Batch operations - required by BaseStore.

Source code in src/memoir/store/prolly_adapter.py

def batch(self, ops: list[tuple]) -> list[Any]:
    """Batch operations - required by BaseStore."""
    results = []
    for op in ops:
        if len(op) == 2:
            method, args = op
            result = getattr(self, method)(*args)
            results.append(result)
    return results

abatch ¶

abatch(ops: list[tuple]) -> list[Any]

Async batch operations - synchronous implementation.

Source code in src/memoir/store/prolly_adapter.py

def abatch(self, ops: list[tuple]) -> list[Any]:
    """Async batch operations - synchronous implementation."""
    return self.batch(ops)

search ¶

search(namespace: tuple, *, filter: dict | None = None, limit: int = 10) -> list[tuple]

Search for items in a namespace.

Source code in src/memoir/store/prolly_adapter.py

def search(
    self, namespace: tuple, *, filter: dict | None = None, limit: int = 10
) -> list[tuple]:
    """Search for items in a namespace."""
    self._stats["searches"] += 1
    prefix = ":".join(namespace) + ":"
    results = []

    try:
        # Use our key registry to find matching keys
        count = 0
        for full_key in self._keys:
            if count >= limit:
                break

            if full_key.startswith(prefix):
                key_bytes = full_key.encode("utf-8")
                if self.enable_versioning:
                    value = self.tree.get(key_bytes)
                else:
                    value = self.tree.find(key_bytes)
                decoded_value = self._decode_value(value)

                # Apply filter if provided
                if filter and not all(
                    decoded_value.get(k) == v
                    for k, v in filter.items()
                    if isinstance(decoded_value, dict)
                ):
                    continue

                # Extract item key from full key
                item_key = full_key[len(prefix) :]
                results.append((namespace, item_key, decoded_value))
                count += 1
    except Exception as e:
        logger.error(f"Error searching namespace {namespace}: {e}")

    return results

put ¶

put(namespace: tuple, key: str, value: dict) -> None

Store a value in a namespace.

Source code in src/memoir/store/prolly_adapter.py

def put(self, namespace: tuple, key: str, value: dict) -> None:
    """Store a value in a namespace."""
    self._stats["writes"] += 1
    full_key = ":".join(namespace) + ":" + key
    key_bytes = full_key.encode("utf-8")
    value_bytes = self._encode_value(value)

RECORDED DATA:
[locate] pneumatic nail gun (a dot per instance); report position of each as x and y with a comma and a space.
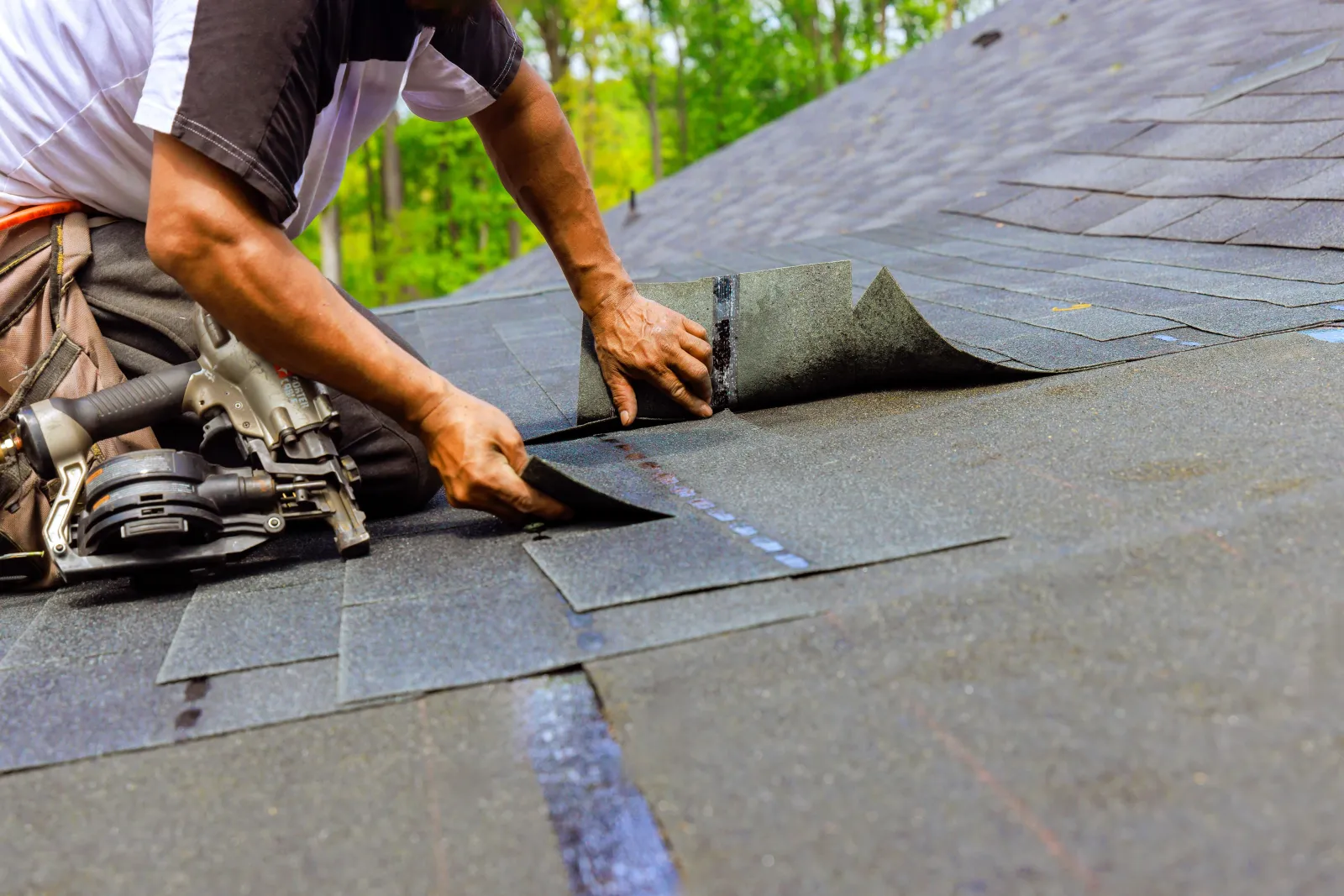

REQUIREMENT 1: Write out the part of the adapter code excerpt between "def put(self, namespace: tuple, key: str, value: dict)" and "value_bytes = self._encode_value(value)", inclusive.
REQUIREMENT 2: For each statement, say yes or no based on the adapter code excerpt, quoting the words that decide it. (a) The search method returns at most 10 items unless told otherwise. (b) The put method adds one to the "searches" count. (c) When versioning is turned on, search reads each value with tree.find.

COMPLETE ANSWER 1:
def put(self, namespace: tuple, key: str, value: dict) -> None:
    """Store a value in a namespace."""
    self._stats["writes"] += 1
    full_key = ":".join(namespace) + ":" + key
    key_bytes = full_key.encode("utf-8")
    value_bytes = self._encode_value(value)

COMPLETE ANSWER 2:
(a) Yes: "limit: int = 10"
(b) No: "self._stats["writes"] += 1"
(c) No: "if self.enable_versioning:" is followed by "value = self.tree.get(key_bytes)"